__Text for analysis__.
- - -
International career
- Years: Team / Apps / (Points)
- 1973–79: Wales / 30 / (48)
- 1974–77: British Lions / 7 / (20)
- Correct as of 29 April 2019

= J. J. Williams (rugby union) =

British Lions & Wales international rugby union footballer (1948–2020)

John James Williams (1 April 1948 - 29 October 2020), known universally as J. J. Williams, was a rugby union player who gained thirty caps for Wales as a winger. In his early career, Williams was a talented sprinter, later becoming a member of the Wales rugby team that won the Five Nations Championship in 1975, 1976, 1978 and 1979, including Grand Slam wins in 1976 and 1978.

Williams played at outside half for Nantyffyllon RFC in 1966 breaking the club scoring record with four tries against Llanharan; then Bridgend RFC as a winger in the late 1960s and early 1970s and Llanelli RFC from 1972. His time at Llanelli included a famous win against the New Zealand All Blacks in 1972. He was a key try creator and scorer for the 1974 British Lions tour to South Africa. After his retirement in 1980, Williams became a pundit and commentator for BBC Cymru Wales and later a successful businessman. His son, Rhys, is a professional track and field athlete.
- - -
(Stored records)

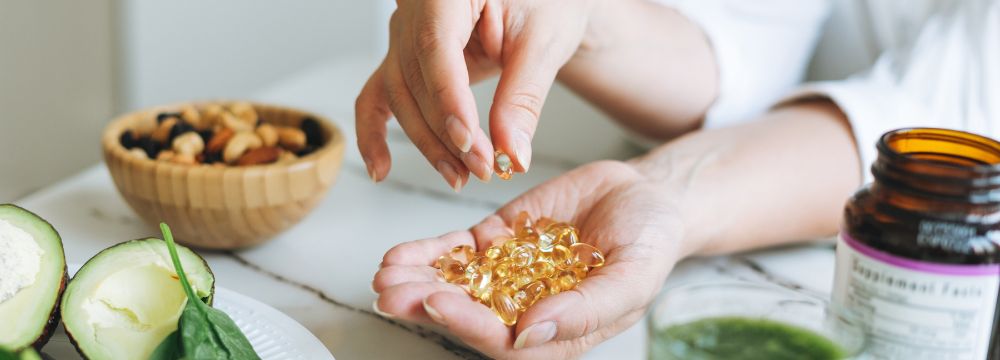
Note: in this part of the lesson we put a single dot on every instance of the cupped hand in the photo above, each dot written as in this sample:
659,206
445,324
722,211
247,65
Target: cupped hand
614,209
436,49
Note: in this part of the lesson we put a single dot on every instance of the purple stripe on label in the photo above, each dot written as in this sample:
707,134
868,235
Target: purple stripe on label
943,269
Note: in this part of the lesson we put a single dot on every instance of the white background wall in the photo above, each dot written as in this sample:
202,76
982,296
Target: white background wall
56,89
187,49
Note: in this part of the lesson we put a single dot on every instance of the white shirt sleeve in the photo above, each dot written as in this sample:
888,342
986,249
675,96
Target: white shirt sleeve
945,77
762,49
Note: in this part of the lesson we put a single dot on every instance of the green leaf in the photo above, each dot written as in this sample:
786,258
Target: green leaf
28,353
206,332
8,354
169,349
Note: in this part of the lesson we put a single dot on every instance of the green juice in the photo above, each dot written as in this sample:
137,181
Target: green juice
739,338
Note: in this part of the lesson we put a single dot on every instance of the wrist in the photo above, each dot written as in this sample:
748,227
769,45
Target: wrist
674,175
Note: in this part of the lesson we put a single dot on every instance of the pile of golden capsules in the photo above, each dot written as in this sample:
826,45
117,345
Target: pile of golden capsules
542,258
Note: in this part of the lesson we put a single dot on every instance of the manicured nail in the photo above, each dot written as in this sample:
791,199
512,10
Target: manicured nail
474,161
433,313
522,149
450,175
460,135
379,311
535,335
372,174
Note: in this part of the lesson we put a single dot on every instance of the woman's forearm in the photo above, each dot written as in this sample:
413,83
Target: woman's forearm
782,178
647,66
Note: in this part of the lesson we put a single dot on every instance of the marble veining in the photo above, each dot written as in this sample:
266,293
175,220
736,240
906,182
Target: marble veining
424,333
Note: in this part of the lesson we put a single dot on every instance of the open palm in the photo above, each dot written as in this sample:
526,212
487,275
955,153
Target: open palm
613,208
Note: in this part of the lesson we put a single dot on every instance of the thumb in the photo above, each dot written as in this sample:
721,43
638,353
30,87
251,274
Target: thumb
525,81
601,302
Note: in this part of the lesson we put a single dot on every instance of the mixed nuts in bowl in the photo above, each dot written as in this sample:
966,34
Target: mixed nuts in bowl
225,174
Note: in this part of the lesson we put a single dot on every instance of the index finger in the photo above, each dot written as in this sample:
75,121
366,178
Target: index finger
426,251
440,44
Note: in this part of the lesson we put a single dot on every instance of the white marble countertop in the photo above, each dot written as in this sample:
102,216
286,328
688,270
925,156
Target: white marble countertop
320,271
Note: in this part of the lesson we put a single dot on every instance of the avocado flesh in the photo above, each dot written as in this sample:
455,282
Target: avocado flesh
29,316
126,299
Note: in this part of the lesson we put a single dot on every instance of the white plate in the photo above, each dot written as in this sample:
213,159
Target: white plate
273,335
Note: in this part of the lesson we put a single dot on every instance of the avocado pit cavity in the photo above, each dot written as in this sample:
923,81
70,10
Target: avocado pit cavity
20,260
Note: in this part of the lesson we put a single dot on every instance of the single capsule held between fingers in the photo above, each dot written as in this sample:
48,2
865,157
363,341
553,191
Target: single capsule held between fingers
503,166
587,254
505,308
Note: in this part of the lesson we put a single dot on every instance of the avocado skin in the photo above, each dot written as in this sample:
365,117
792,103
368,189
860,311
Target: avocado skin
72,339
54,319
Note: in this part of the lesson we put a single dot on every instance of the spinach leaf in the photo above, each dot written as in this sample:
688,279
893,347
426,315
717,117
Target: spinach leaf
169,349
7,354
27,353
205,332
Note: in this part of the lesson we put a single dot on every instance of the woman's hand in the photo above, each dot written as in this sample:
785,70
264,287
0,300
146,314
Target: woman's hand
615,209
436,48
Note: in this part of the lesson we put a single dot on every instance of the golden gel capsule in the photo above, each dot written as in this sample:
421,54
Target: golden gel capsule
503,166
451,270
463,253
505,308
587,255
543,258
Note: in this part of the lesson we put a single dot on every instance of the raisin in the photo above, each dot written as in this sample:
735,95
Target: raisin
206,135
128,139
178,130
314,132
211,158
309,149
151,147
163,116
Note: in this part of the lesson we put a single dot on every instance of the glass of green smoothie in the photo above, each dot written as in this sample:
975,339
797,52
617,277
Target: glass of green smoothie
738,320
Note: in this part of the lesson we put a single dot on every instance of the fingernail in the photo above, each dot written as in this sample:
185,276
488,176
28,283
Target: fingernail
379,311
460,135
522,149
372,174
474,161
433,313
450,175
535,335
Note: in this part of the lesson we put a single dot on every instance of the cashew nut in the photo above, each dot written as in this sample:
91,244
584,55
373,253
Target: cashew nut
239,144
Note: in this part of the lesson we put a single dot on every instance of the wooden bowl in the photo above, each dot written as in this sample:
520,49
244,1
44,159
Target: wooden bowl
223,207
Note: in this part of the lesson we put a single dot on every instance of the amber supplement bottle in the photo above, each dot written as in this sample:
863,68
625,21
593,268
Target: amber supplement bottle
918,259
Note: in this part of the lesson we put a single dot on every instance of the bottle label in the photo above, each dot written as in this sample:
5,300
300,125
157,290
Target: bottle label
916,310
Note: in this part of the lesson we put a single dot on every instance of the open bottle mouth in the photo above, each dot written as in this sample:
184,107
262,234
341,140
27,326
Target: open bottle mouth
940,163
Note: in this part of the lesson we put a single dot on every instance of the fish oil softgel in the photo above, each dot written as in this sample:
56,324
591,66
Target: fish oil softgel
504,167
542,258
- - -
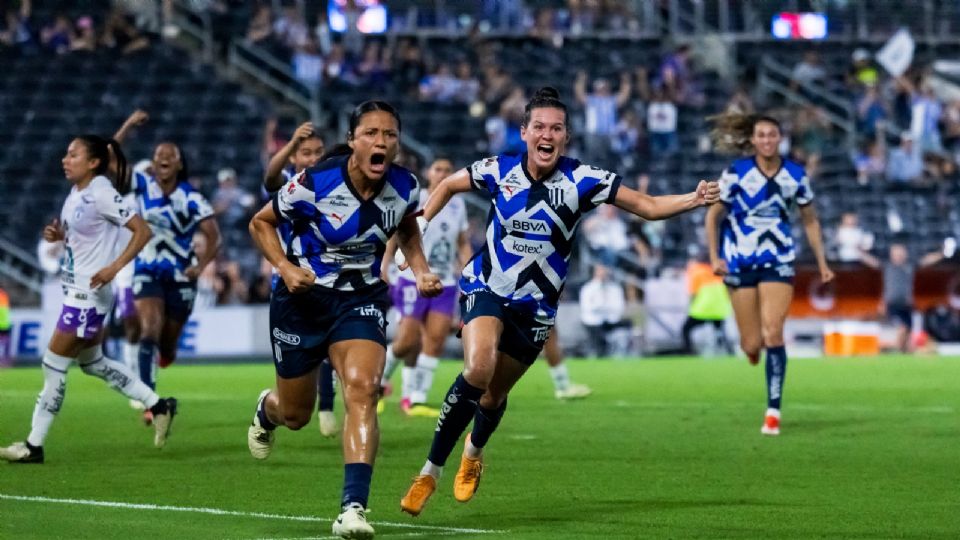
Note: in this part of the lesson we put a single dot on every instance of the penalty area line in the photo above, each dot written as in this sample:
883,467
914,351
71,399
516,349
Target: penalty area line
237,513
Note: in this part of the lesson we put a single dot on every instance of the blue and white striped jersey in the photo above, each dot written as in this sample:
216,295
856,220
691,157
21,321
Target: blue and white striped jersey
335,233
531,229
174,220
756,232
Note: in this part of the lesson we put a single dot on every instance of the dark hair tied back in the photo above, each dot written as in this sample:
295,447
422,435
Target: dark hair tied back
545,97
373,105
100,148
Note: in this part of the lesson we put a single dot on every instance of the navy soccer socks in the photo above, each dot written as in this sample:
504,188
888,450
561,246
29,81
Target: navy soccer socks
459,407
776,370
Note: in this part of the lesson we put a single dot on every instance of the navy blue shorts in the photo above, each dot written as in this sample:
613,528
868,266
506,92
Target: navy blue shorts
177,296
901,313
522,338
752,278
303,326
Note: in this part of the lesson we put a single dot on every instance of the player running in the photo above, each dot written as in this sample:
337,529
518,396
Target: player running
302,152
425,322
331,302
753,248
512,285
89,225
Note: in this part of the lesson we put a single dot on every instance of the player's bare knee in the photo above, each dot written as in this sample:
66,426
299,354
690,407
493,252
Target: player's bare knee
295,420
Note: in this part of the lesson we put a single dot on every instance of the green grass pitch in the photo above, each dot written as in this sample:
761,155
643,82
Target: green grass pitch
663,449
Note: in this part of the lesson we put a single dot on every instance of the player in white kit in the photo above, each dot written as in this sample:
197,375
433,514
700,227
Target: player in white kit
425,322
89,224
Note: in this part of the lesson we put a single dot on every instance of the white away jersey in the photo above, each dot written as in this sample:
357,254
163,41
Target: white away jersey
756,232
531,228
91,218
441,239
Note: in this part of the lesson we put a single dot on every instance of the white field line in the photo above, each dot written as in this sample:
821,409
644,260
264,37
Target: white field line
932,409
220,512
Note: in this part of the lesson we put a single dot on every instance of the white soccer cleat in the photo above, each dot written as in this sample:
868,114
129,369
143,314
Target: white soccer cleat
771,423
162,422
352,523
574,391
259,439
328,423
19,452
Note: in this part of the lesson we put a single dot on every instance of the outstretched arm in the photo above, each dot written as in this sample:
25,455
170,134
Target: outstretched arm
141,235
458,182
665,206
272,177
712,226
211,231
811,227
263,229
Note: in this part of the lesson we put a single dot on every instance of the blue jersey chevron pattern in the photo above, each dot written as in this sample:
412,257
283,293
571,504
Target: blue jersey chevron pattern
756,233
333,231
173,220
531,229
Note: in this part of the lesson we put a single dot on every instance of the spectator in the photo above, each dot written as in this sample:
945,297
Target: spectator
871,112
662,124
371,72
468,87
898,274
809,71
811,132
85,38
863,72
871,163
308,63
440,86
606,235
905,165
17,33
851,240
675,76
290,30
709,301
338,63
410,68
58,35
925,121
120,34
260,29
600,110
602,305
- - -
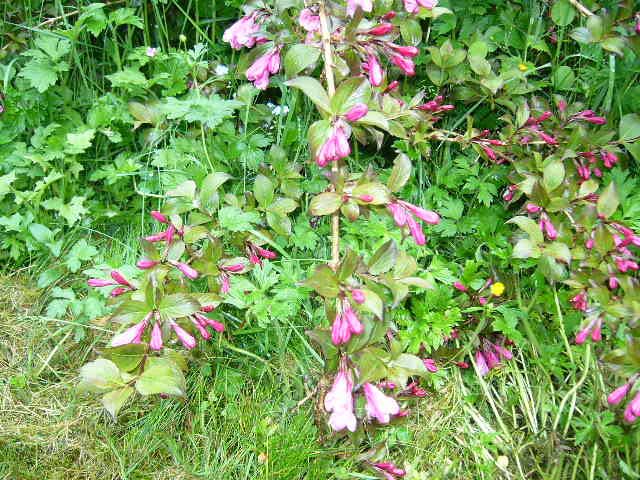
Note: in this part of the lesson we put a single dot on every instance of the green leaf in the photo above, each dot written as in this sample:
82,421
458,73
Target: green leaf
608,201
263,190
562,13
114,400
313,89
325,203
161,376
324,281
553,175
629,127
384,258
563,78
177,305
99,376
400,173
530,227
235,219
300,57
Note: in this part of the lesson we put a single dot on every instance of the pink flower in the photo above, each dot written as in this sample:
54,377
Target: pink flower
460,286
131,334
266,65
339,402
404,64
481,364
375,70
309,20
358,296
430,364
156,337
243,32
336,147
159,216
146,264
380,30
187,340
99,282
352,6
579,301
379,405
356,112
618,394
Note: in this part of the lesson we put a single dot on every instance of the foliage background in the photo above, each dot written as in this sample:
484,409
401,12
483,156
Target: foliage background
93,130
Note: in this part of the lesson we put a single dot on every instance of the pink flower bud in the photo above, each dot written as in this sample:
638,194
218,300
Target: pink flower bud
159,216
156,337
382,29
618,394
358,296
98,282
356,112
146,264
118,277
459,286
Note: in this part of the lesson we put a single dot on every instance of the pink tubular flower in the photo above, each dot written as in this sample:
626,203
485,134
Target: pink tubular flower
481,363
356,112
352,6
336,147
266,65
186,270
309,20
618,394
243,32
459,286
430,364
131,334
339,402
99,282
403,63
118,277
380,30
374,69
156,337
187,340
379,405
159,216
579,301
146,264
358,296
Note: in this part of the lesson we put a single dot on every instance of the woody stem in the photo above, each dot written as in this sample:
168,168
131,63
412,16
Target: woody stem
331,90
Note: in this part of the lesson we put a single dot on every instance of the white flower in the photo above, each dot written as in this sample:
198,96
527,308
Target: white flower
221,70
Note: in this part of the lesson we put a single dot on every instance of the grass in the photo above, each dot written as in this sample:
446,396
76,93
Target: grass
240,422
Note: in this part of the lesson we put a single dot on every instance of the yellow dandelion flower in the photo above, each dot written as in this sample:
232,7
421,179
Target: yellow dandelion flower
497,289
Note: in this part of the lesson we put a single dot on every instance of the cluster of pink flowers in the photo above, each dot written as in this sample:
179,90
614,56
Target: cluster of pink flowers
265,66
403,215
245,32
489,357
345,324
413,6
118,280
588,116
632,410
- - -
__Task prompt__. In the text about J. J. Williams, which club did he play for from 1972?

__Answer to the problem__. Llanelli RFC